● **WHAT THIS TASK INVOLVES**
Please write out the records exactly.

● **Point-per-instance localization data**
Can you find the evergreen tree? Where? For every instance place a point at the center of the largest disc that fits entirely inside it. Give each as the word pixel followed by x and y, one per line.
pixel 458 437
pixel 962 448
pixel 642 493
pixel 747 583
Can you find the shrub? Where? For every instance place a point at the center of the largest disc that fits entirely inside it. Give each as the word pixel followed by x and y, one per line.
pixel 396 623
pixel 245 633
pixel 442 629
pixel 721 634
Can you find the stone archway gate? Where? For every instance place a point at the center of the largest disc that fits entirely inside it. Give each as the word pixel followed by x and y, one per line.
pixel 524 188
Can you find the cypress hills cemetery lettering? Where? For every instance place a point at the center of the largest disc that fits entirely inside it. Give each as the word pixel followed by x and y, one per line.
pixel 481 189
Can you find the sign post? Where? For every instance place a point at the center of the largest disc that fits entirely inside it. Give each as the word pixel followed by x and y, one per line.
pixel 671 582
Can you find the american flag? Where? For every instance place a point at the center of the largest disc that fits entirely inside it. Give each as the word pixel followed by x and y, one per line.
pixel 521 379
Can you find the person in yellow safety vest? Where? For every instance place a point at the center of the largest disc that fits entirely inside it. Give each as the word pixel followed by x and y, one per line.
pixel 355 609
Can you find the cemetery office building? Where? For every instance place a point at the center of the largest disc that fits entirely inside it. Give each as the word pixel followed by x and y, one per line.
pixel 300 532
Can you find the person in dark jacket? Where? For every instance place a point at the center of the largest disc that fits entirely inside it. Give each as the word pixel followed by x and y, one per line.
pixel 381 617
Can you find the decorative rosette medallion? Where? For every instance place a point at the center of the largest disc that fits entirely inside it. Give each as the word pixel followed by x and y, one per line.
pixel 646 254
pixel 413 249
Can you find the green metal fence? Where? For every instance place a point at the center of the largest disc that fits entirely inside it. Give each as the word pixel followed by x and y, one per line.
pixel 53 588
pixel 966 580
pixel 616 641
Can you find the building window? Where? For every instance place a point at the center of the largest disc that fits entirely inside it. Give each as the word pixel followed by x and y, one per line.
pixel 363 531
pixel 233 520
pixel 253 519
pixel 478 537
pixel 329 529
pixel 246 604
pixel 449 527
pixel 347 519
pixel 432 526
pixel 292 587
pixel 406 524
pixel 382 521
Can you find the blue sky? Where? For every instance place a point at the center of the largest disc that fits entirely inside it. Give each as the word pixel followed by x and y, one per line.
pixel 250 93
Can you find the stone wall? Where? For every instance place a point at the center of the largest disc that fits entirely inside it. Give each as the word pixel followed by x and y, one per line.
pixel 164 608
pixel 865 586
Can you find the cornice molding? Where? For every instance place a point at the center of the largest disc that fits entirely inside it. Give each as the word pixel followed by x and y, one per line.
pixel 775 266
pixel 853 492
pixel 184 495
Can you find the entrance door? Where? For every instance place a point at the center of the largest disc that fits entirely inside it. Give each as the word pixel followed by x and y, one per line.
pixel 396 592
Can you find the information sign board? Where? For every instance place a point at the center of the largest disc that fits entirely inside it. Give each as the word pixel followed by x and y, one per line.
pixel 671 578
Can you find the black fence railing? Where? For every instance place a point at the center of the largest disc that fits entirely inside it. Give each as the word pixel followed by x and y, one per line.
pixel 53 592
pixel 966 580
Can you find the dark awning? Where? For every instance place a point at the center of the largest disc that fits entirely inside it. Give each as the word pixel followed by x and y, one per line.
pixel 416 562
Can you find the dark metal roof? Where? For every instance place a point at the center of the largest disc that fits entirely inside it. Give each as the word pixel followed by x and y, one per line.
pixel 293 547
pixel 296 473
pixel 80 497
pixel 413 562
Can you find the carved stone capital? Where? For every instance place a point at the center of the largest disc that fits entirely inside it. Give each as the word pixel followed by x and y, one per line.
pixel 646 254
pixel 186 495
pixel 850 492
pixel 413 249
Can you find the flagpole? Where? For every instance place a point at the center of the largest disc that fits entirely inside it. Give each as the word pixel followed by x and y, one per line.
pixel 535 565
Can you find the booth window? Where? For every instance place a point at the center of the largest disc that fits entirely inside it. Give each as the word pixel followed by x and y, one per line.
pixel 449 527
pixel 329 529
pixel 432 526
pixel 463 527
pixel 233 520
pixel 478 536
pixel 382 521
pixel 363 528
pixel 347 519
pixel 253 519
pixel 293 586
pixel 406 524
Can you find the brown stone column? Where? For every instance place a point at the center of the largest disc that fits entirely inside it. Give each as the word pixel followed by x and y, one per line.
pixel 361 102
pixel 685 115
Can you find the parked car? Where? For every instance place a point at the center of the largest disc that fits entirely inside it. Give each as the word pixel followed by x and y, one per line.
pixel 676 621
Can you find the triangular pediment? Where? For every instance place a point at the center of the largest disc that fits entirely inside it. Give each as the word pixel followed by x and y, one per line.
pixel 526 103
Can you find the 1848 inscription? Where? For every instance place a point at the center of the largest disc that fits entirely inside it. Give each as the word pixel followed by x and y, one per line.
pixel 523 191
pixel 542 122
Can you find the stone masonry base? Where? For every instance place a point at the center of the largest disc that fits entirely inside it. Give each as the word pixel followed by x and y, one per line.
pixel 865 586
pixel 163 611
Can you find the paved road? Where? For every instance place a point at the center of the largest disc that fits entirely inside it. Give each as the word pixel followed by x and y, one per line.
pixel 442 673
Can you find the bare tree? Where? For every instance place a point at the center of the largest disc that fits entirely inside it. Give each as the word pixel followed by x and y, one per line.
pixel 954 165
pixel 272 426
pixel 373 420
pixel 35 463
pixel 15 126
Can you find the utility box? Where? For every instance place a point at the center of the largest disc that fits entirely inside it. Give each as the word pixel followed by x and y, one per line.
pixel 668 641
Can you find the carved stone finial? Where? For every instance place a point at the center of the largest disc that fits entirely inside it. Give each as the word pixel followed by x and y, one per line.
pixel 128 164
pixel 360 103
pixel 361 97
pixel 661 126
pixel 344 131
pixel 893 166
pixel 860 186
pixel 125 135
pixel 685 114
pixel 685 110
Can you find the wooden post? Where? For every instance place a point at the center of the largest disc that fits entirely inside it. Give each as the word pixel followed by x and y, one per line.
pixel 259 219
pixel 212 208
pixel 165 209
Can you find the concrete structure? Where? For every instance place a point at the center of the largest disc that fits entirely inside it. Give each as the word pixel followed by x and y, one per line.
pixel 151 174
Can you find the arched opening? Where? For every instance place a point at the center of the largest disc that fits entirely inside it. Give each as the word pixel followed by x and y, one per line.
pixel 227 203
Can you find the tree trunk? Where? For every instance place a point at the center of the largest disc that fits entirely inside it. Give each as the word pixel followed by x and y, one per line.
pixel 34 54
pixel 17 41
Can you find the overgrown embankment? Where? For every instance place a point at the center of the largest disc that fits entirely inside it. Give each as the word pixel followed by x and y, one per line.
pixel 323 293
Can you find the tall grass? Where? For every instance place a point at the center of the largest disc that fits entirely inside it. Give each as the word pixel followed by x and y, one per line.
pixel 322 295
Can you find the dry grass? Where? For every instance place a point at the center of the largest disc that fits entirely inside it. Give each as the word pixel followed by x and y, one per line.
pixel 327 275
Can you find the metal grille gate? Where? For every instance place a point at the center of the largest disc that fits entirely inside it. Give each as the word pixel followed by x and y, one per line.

● **RESULT OF THE EXERCISE**
Can you find the evergreen tree? Where? For every instance place a point at the center of the largest disc that fits entirely inside it. Give each as the word pixel followed by x and y, one per line.
pixel 458 437
pixel 962 448
pixel 642 493
pixel 747 583
Can you find the shrub? Where? For every instance place a point at the center of the largest disc that fits entirely inside it. Give each as the word pixel followed by x and y, one per line.
pixel 396 623
pixel 245 633
pixel 442 629
pixel 721 634
Can you find the stone archway gate? Where? For every instance place a point at the center of the largest disc that fits entirely inside it. Give each as the word pixel followed by x and y, one per line.
pixel 524 188
Can you find the cypress hills cemetery lettering? Where? For every instance place a point at the center of the largest disc that fits entirely inside it. Give each as the word pixel followed by x and y, one per line.
pixel 481 189
Can you find the sign post? Where? For every instance place a point at the center of the largest disc that fits entirely inside it. Give each as the word pixel followed by x and y, one per line.
pixel 671 582
Can you find the american flag? Where? For every instance place a point at the center of the largest disc that fits entirely inside it. Give each as the word pixel followed by x and y, one per line.
pixel 521 379
Can you find the person in yellow safety vest? Where? For every instance place a point at the center of the largest disc that fits entirely inside it. Give each as the word pixel followed by x and y, one per line.
pixel 355 609
Can you find the cemetery office building? Where? For every instance place a point at the center of the largest disc that fits entirely inside it. Give each as the word pixel followed by x and y, one per line.
pixel 300 532
Can you find the person in dark jacket? Where? For every instance place a point at the center of the largest disc that fits entirely inside it. Give each as the word pixel followed by x and y, one per line.
pixel 381 617
Can you find the decorative rosette medallion? Where? For every instance place a point at the center of the largest disc that fits entirely inside it. Give each as the word pixel followed by x and y, one per line.
pixel 646 254
pixel 413 249
Can you find the green metal fence? Where? For every instance place a point at the center of the largest disc that fits entirely inside it. Give each as the word pixel followed by x and y, one per line.
pixel 53 588
pixel 966 580
pixel 616 641
Can you find the building window? Where? For every instance place a point at the center of the largest disc that fits entirely inside it. Give each as the word pixel followed by x and y, one per line.
pixel 363 531
pixel 233 520
pixel 253 519
pixel 478 537
pixel 329 529
pixel 246 604
pixel 449 527
pixel 347 519
pixel 432 526
pixel 292 587
pixel 406 524
pixel 382 521
Can you find the blue sky? Where? For every instance place a point at the center of the largest disc that fits entirely inside it. Give each as the word pixel followed by x and y, one per line.
pixel 250 93
Can you find the stone wall? Where? For every instance place a point at the center of the largest disc that fits entirely inside it. Give each as the word pixel followed by x and y, one per line.
pixel 164 608
pixel 865 586
Can you find the cornice molding? Where? For every instance place a point at the center of the largest disc that fits entirely inside it. Give each as the word pixel followed by x and y, one per line.
pixel 775 266
pixel 853 492
pixel 184 495
Can you find the entrance door? Where? For every instance place a point at the center of the largest disc that fits entirely inside it. Give each as the word pixel followed by x and y, one per line.
pixel 396 592
Can you find the information sign board? Where? For every instance place a point at the center of the largest disc that fits entirely inside it. Give each as the word pixel followed by x and y, one per line.
pixel 671 578
Can you find the black fence railing? Where? For every instance place a point at the center of the largest disc that fits entirely inside it. Give each as the word pixel followed by x and y, one per line.
pixel 53 592
pixel 966 580
Can you find the dark awning? Where? For every instance place a point at the center of the largest disc that fits entirely inside it. Give each as the word pixel followed by x and y, one per line.
pixel 416 562
Can you find the dark metal roof? Where? For every instance place a point at the center of the largest disc that fits entirely inside it. Give each as the word pixel followed by x and y, one per line.
pixel 293 547
pixel 296 473
pixel 80 497
pixel 413 562
Can you find the carved stone capital? Where? For every instance place a point at the center of the largest disc that fits entirely inside it. Give each as the word pixel followed by x and y, one per line.
pixel 646 254
pixel 186 495
pixel 850 492
pixel 413 249
Can you find the flagpole? Where? For every instance place a point at the center of the largest disc that fits entirely inside it. Give each as the word pixel followed by x and y, one per line.
pixel 535 565
Can you find the booth window? Where? For every instance place a point at the center of the largest disc that fits entirely inside it. Give each as the word pixel followed by x and y, one per line.
pixel 449 527
pixel 329 529
pixel 432 526
pixel 463 527
pixel 233 520
pixel 478 536
pixel 382 521
pixel 363 528
pixel 347 519
pixel 253 519
pixel 293 586
pixel 406 524
Can you find the brown stone column? Where? For every instance place a point at the center of the largest disc that fits entirely inside it. Give each as the word pixel followed by x and y, one per line.
pixel 361 102
pixel 685 115
Can you find the parked car? Where? For every instance place a point at the center of the largest disc that fits entirely inside it. Give each as the word pixel followed by x and y, one per line.
pixel 676 621
Can you find the triangular pediment? Where? For every instance place a point at the center of the largest disc that fits entirely inside it. Give each as the word pixel followed by x and y, one per line.
pixel 526 103
Can you find the 1848 inscription? Where? For every instance place a point at the center of the largest disc that fits entirely inside it. Give each as the word pixel followed by x and y, one per line.
pixel 523 191
pixel 542 122
Can you find the stone masonry base? Where? For every instance place a point at the center of the largest disc that fits entirely inside it. Give each as the word pixel followed by x and y, one per line.
pixel 865 586
pixel 163 611
Can you find the paved road? Where? For every instance place a point at the center of the largest disc that fits entirely inside it. Give each as the word pixel followed by x and y, one per line.
pixel 442 673
Can you find the bare tree? Where? For every instance place a point at the center of the largest disc that fits entirely inside it. Give each as the word pixel followed by x and y, one per line.
pixel 954 165
pixel 272 426
pixel 373 420
pixel 35 463
pixel 15 126
Can you find the utility box? Where? For every instance place a point at the center of the largest disc that fits entirely inside it. Give each as the word pixel followed by x and y, one per line.
pixel 668 641
Can you find the carved stone finial? Where? For every instance place a point at the center of the largest disc that fits entirely inside it. Give each as the word pixel followed by x and y, one per line.
pixel 128 164
pixel 360 103
pixel 361 97
pixel 661 126
pixel 344 131
pixel 893 166
pixel 860 186
pixel 125 135
pixel 685 114
pixel 685 110
Can you find the wooden post? Where? For every instance place a point at the center of the largest disc that fits entirely inside it. Give each as the word pixel followed by x and y, one per line.
pixel 259 219
pixel 212 208
pixel 165 209
Can you find the concrete structure? Where? For every instance place a point at the center of the largest disc that fits entirely inside it. Give each as the word pixel followed by x and y, one per line.
pixel 151 174
Can you find the arched opening? Where? For every instance place a point at the center of the largest disc that fits entirely inside it. Give each as the word pixel followed by x and y, one per line.
pixel 227 203
Can you find the tree trunk? Where? For every instance place a point at the center of the largest disc that fits entirely inside it. Give each as the word pixel followed by x and y, one per line.
pixel 34 54
pixel 17 41
Can you find the overgrown embankment? Where? For every instance place a point at the center of the largest disc that fits entirely inside it. Give each as the word pixel followed by x and y, one per line.
pixel 323 293
Can you find the tall grass? Where? For every instance place a point at the center of the largest disc that fits entirely inside it. Give each as the word pixel followed by x and y, one per line.
pixel 322 295
Can you find the dry grass? Where? For every instance place a point at the center of the largest disc that fits entirely inside it. Give each as the word pixel followed by x and y, one per line.
pixel 327 275
Can you find the metal grille gate? Where? For every instance place a point at the center of the largest disc that fits entirely inside it. Give each as the word pixel followed by x and y, one per line.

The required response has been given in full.